Passage given:
Fast forward to present day --- some things I learned / changed are:

1) When I notice a set entering a bar --- I give the girls about 1 hour before I open…this way they have some time to finish up their business and convo.
2) I pick sets that are not engaged in anything intense…I don’t want to open when they are arguing, just came from a funeral etc.
3) After you get over Approach Anxiety…the problem is not opening but rather what you say/do next. Once you get comfortable with opening it is easy to just keep at opening other sets without going deeper or getting to the closing phase.
4) These days I do not just open any set --- I’m a bit smarter. On a night out I might open maximum 3 sets…this is because the set opens and they welcome you in and the HB wants you to stay in. Once I am in --- I transition into the next phases which can be very stressing for Asian PUA inner game! Example: I often get White girls testing me (to if I was worth falling in love with) by bringing up the baby topic. This is highly stressing for the Asian PUA mind because I was just focussing on overcoming AA but now there is White girl who wants to have kids with you! Now that I am more experienced ---I only run my baby naming routine If I am really into the girl.

Point annotation records:
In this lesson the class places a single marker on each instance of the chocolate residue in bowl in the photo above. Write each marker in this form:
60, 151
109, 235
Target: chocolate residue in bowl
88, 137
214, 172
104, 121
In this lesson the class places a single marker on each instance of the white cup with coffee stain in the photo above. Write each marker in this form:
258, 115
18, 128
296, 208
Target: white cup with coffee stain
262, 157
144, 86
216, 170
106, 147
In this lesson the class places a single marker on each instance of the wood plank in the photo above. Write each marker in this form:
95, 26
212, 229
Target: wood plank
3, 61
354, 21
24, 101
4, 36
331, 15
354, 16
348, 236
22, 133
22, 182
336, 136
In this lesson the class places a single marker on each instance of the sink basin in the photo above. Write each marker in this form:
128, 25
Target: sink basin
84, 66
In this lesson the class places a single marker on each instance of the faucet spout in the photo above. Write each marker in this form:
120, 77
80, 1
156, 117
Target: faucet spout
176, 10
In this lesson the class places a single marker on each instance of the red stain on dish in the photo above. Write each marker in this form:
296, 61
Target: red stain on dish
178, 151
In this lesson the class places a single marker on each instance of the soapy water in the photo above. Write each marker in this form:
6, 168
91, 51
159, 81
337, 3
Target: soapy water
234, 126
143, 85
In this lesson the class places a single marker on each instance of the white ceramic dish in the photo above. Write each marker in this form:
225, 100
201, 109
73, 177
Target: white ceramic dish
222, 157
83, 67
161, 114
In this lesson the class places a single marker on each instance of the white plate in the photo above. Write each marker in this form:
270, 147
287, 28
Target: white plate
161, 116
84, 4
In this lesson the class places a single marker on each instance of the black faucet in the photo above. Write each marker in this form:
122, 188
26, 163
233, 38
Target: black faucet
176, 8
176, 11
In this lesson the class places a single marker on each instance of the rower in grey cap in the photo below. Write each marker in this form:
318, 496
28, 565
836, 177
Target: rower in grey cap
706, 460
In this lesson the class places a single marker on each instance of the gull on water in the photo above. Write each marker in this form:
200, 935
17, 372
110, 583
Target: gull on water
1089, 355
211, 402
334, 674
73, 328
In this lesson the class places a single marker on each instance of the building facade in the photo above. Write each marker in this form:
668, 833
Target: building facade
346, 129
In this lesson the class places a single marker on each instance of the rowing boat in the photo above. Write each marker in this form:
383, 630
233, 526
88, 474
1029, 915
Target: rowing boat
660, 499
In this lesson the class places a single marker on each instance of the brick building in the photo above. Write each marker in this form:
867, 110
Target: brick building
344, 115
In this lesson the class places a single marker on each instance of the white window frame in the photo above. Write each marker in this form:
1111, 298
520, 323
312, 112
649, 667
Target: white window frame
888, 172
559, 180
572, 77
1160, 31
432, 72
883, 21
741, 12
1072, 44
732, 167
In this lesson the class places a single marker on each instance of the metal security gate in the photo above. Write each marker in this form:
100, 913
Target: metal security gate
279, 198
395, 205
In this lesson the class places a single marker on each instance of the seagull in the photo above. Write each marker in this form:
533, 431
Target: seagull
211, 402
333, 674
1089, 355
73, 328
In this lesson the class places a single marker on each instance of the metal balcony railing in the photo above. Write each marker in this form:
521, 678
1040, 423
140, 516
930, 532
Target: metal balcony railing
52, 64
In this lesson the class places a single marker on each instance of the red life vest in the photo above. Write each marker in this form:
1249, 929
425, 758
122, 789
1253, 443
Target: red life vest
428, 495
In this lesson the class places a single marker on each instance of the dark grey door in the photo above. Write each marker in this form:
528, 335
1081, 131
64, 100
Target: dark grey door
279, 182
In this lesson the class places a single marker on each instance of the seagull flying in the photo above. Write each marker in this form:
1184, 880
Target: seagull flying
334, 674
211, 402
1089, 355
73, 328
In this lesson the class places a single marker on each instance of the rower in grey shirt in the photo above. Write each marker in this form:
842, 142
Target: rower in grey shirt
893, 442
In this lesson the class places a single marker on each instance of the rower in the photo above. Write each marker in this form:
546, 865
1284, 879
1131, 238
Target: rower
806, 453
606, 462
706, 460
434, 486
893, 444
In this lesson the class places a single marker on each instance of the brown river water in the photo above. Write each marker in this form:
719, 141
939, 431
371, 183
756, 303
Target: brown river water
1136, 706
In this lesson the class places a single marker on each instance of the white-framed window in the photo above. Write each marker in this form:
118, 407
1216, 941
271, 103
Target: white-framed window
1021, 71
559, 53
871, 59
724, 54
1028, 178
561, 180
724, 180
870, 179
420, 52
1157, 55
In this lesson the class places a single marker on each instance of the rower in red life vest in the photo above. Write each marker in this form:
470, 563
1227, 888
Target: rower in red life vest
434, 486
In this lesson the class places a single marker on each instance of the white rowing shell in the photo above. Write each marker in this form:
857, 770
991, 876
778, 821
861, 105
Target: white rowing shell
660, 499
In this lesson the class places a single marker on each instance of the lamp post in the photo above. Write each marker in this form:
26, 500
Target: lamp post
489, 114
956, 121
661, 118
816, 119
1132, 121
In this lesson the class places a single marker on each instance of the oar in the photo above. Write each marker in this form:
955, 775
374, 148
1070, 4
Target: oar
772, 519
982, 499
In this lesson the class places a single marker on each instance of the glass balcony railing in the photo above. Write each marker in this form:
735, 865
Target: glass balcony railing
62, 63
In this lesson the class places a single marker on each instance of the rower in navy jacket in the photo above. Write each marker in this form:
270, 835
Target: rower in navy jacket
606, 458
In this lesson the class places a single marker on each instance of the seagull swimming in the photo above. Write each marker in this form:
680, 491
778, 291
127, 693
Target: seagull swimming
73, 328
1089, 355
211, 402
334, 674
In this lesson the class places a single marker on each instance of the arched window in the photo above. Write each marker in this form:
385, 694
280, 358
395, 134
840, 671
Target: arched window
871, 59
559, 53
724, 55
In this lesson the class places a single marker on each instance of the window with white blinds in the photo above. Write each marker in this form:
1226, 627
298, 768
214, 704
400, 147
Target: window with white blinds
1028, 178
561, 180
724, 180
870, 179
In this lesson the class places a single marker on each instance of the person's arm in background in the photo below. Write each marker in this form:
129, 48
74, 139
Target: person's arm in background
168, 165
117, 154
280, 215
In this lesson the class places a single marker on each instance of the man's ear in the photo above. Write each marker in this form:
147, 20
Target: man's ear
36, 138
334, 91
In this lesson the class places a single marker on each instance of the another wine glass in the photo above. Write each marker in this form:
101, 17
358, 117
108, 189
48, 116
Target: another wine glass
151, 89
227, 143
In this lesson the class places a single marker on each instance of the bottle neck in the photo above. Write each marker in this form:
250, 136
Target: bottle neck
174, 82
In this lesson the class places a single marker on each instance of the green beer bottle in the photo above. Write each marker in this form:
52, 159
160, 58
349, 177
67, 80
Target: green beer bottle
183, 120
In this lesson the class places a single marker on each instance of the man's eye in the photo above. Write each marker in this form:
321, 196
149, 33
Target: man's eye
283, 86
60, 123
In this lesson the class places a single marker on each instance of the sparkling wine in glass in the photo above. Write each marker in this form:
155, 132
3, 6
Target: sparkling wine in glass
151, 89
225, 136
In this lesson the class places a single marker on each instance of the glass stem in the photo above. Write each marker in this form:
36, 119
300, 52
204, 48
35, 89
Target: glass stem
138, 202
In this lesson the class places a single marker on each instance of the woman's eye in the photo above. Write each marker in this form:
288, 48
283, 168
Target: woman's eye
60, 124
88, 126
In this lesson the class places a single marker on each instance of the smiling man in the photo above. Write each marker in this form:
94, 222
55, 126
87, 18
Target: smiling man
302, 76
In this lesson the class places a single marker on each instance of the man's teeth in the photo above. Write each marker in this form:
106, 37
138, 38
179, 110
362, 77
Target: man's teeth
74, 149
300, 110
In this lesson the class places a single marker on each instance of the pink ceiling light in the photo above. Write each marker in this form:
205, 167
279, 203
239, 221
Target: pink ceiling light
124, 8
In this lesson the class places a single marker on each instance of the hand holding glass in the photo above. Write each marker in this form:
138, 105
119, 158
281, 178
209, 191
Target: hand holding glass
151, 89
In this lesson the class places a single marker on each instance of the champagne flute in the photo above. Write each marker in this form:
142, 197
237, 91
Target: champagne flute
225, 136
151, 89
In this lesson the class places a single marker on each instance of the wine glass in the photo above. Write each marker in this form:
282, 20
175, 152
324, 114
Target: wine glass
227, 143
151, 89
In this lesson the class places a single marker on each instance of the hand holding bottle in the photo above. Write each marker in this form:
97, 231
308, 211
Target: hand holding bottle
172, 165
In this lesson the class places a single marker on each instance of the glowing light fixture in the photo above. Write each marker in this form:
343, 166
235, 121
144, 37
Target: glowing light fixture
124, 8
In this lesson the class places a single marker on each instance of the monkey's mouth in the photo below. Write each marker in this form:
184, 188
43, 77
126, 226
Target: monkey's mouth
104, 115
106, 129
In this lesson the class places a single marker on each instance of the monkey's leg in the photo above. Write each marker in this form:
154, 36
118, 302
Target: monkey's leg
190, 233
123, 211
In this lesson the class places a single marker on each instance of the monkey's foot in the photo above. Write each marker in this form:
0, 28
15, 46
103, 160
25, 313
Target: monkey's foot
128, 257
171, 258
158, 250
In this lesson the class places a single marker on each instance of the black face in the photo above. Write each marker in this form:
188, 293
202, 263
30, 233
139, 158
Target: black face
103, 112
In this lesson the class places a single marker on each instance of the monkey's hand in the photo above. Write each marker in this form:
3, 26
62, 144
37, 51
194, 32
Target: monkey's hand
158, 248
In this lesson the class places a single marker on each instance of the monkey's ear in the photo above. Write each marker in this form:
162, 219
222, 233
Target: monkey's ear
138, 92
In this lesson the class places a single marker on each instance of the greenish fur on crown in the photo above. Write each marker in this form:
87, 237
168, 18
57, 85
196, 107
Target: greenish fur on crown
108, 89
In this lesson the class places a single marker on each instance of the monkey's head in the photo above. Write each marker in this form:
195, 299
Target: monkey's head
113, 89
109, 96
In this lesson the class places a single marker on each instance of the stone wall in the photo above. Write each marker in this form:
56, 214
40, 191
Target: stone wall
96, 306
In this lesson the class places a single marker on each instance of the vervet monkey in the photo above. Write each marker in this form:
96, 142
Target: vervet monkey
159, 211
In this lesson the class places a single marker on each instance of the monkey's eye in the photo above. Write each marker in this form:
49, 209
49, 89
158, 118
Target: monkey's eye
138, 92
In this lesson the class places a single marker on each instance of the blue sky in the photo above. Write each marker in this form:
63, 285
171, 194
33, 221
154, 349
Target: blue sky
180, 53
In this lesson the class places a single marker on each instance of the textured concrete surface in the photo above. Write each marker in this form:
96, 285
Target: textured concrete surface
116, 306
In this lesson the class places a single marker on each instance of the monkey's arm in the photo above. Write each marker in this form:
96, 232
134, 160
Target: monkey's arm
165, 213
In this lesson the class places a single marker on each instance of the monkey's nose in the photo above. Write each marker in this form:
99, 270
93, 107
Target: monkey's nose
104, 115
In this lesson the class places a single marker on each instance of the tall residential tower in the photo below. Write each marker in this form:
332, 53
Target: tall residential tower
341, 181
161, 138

Required task 1:
Answer these from the bar-approach tips:
(a) How long does the writer wait after a group walks into a bar before opening?
(b) What is the most groups the writer might open on one night out?
(c) When does the writer now run the baby naming routine?
Required task 2: Pick up the bar-approach tips after their last sentence and keep going in the same voice.

Expected output 1:
(a) About one hour.
(b) Three.
(c) Only if the writer is really into the girl.

Expected output 2:
5) There are sets I open to get warmed up and there are sets I open because I want to develop social proof and there are sets I open because I like the HBs and targets: I especially would transition into the next phase with ones with targets rather than habitually moving to opening another set (unless you are attempting to do a jealousy routine).
6 ) I am starting to incorporate kino and banter into my opening and my game in general. I was finding many girls won’t sit and listen to a long 1 minute attraction story so I get my DHV and attraction stories to 15 second bullet point stuff or banter. I find myself having more fun if I think of all this as an “experiment” rather than just running routines hoping for a very specific outcome.